Consegna 1: Traduci in inglese questa frase del testo sulla principessa splendente: «Qui si fa avanti per la prima volta la presenza opprimente della luna, che appare, smisuratamente grande, all’orizzonte verso il quale la principessa fugge.»
Consegna 2: Scrivi il seguito del testo sulla principessa splendente, cominciando subito dopo la sua ultima frase.

Testo:
Con i festeggiamenti per la sua nominazione, appunto come “Principessa splendente”, la sua vitalità e il suo spirito di protesta si affievoliscono. L’animo della principessa agogna alla vita sulle montagne e lei si fa sempre più malinconica. La sofferenza della principessa traspare anche dalla soave melodia di koto che suona, la quale sembra essere espressione di un triste lamento interiore, e irrompe in rabbia nella violenta sequenza onirica della fuga dal banchetto. In un momento colmo di disperazione per la sua impotenza di fronte alla volgarità degli ospiti, i contorni della principessa nella sua disperata corsa si distorcono, fino a diventare delle espressionistiche linee cinetiche. Qui si fa avanti per la prima volta la presenza opprimente della luna, che appare, smisuratamente grande, all’orizzonte verso il quale la principessa fugge.

I cinque pretendenti

Una sfida cruciale per la protagonista è rappresentata dai cinque nobili pretendenti che giungono a palazzo spinti dalla fama della sua bellezza. Questi, dichiarando il loro amore incondizionato verso di lei, senza averla mai vista né averle mai parlato, la paragonano a inarrivabili e leggendari tesori. La principessa però è una donna forte e, nonostante il suo grande senso di responsabilità e debito verso i genitori, non è disposta a sottomettersi alla volontà altrui né a legarsi con nessuno di quegli uomini. Ai nobili pretendenti che la paragonano a preziosi tesori, ribatte perciò di trovare e portarle in dono tali oggetti, così da poter dimostrare la sincerità della loro stima.

Takahata mostra come per la protagonista, in questo momento, è in gioco la sua libertà e la sua dignità. Ciò si evince dalla risolutezza con cui parla e, allo stesso tempo, dalla sua paura, tradita, ad esempio, dal tremolio della sua mano durante la conversazione con uno dei pretendenti. Questi, per la sua felicità, falliscono tutti miseramente, o portandole in dono tesori inautentici oppure non riuscendo nella loro impresa.

Dati raccolti:

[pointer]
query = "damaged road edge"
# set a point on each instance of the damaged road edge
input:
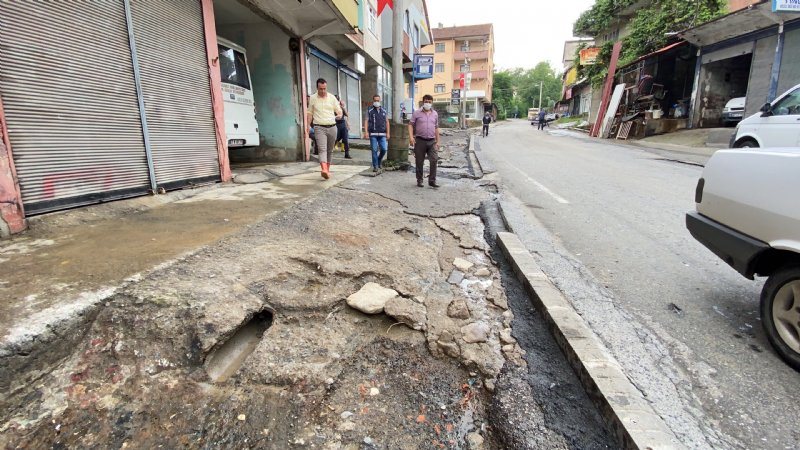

Risposta 1: Here, for the first time, the oppressive presence of the moon comes forward, appearing immeasurably large on the horizon toward which the princess flees.

Risposta 2:
L’ultimo pretendente

La principessa si sente nuovamente libera ma allo stesso tempo è ancora oppressa e afflitta. Particolarmente dolorosa per lei è la notizia, perché se ne sente responsabile, della morte di uno dei nobili aspiranti; ma anche l’incontro con il principe Ishitsukuri, l’ultimo dei pretendenti a presentarsi a palazzo:

Vi prego, questo adorabile fiore, la sincerità di ciò che provo per voi, non potreste concedervi di accettarli? A me, sin da quand’ero piccolo le piante da fiore sono sempre piaciute. Ancor più, resto affascinato da quei fiori senza nome che sbocciano a bordo strada o nei campi. E poi, quel che penso sempre è “ma se fosse possibile vivere come questi fiori sbocciati nei prati?”. Principessa, insieme a me, andiamoci! In un qualche luogo che non sia questo! Sgattaiolando via dalla rigida formalità della capitale andiamoci insieme! In una terra tutta fiorita, con uccelli che cantano, pesci che guizzano, lussureggiante di verde!

Un falso?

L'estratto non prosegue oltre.